[GIVEN TEXT Boundary: Start]

Sabrina Hoffman is founder and CEO of Golden Care, Inc., which owns and operates several assisted-living facilities. The facilities are apartment-style buildings with 25 to 30 one- or two-bedroom apartments. While each apartment has its own complete kitchen, in every building Golden Care offers communal dining options and an on-site nurse who is available 24 hours a day. Residents can choose monthly meal options that include one or two meals per day in the dining room. Residents who require nursing services (e.g., blood pressure monitoring and injections) can receive those services from the nurse. However, Golden Care facilities are not nursing homes, all residents are ambulatory, and custodial care is not an option. In the five years it has been in operation, the company has expanded from one facility to five, located in southwestern cities. The income statement for last year follows.

[GIVEN TEXT Boundary: End]

**ACTIVITY:**
Answer these questions from the Golden Care passage:
(a) How many apartments does each building contain?
(b) How long has the company been in operation?
(c) How many facilities does the company now have?
The lines after this point are separate material, unrelated to the Golden Care passage.

[PROVIDED MATERIAL Boundary: Start]

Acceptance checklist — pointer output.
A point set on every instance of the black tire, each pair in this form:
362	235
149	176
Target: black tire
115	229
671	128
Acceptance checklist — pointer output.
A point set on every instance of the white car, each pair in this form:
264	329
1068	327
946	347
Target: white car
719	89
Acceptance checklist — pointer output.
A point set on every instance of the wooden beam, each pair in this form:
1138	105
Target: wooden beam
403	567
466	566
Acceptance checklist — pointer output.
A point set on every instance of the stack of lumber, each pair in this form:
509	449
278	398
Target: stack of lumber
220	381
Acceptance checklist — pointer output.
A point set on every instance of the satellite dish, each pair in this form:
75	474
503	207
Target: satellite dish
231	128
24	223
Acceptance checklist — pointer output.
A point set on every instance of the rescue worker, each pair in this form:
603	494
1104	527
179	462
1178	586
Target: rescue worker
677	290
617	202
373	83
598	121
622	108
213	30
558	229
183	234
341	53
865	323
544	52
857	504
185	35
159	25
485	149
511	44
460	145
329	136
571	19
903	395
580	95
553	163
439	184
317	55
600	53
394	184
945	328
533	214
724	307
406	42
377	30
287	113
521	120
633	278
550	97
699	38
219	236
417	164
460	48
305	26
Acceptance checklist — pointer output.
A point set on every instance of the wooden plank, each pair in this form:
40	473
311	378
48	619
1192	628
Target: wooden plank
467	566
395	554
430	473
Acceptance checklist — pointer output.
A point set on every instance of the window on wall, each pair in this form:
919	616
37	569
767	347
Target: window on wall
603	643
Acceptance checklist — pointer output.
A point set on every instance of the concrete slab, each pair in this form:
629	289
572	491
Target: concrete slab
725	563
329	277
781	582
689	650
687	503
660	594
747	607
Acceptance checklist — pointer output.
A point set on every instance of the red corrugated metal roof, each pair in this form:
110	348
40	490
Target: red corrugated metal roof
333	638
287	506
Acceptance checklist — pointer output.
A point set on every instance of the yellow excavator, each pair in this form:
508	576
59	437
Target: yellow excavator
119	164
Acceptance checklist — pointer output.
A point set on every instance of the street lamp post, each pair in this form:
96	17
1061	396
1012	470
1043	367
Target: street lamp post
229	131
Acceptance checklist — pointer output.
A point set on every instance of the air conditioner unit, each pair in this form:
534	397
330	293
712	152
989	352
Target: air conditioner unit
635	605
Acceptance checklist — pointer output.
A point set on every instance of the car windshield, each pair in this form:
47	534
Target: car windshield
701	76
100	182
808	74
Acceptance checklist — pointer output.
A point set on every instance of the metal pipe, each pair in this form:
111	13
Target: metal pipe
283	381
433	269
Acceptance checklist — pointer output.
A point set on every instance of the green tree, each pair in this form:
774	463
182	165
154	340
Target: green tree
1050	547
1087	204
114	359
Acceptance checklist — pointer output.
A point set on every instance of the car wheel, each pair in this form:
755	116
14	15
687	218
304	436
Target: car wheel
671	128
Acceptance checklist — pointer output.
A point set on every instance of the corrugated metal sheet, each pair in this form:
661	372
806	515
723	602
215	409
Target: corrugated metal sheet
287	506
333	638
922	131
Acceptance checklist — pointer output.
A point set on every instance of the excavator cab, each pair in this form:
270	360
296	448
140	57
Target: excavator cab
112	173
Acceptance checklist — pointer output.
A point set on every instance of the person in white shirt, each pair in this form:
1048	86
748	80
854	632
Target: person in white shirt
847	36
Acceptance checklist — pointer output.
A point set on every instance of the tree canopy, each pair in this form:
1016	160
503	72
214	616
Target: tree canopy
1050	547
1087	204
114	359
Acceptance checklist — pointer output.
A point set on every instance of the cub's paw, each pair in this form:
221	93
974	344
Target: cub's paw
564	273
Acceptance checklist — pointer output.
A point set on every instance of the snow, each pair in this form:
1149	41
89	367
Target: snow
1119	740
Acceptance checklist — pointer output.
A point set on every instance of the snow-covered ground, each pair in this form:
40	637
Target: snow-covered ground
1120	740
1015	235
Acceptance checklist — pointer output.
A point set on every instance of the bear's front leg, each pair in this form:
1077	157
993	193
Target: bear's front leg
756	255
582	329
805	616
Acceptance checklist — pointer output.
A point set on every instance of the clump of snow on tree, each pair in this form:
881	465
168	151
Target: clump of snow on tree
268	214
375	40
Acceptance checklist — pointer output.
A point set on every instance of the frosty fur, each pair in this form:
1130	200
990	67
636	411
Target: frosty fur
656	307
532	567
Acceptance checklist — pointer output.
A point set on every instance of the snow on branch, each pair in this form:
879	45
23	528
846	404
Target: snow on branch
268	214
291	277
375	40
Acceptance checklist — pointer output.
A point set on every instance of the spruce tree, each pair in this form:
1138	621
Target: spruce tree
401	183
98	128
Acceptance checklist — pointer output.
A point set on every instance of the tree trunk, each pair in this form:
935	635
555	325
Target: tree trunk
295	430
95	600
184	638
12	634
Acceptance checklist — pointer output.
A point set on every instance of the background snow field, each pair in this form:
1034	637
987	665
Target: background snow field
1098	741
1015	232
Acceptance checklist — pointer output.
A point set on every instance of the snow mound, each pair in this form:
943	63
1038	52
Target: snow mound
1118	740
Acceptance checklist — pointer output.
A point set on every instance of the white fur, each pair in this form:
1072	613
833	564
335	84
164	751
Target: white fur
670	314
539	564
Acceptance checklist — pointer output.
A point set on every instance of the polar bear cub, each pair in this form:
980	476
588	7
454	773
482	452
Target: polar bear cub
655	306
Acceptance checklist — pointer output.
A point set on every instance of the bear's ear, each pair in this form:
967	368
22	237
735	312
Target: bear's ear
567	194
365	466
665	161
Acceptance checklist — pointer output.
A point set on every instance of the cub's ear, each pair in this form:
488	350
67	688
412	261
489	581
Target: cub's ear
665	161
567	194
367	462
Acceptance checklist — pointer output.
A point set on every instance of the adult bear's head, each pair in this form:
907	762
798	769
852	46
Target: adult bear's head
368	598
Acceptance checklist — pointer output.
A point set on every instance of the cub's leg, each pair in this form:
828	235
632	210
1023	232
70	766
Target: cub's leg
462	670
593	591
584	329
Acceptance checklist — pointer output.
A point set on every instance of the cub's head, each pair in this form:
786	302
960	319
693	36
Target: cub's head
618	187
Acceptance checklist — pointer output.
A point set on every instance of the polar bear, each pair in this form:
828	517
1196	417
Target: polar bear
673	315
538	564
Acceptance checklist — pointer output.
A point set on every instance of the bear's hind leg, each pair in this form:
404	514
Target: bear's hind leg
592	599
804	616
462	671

[PROVIDED MATERIAL Boundary: End]

**SOLUTION TO THIS EXERCISE:**
(a) 25 to 30 one- or two-bedroom apartments
(b) Five years
(c) Five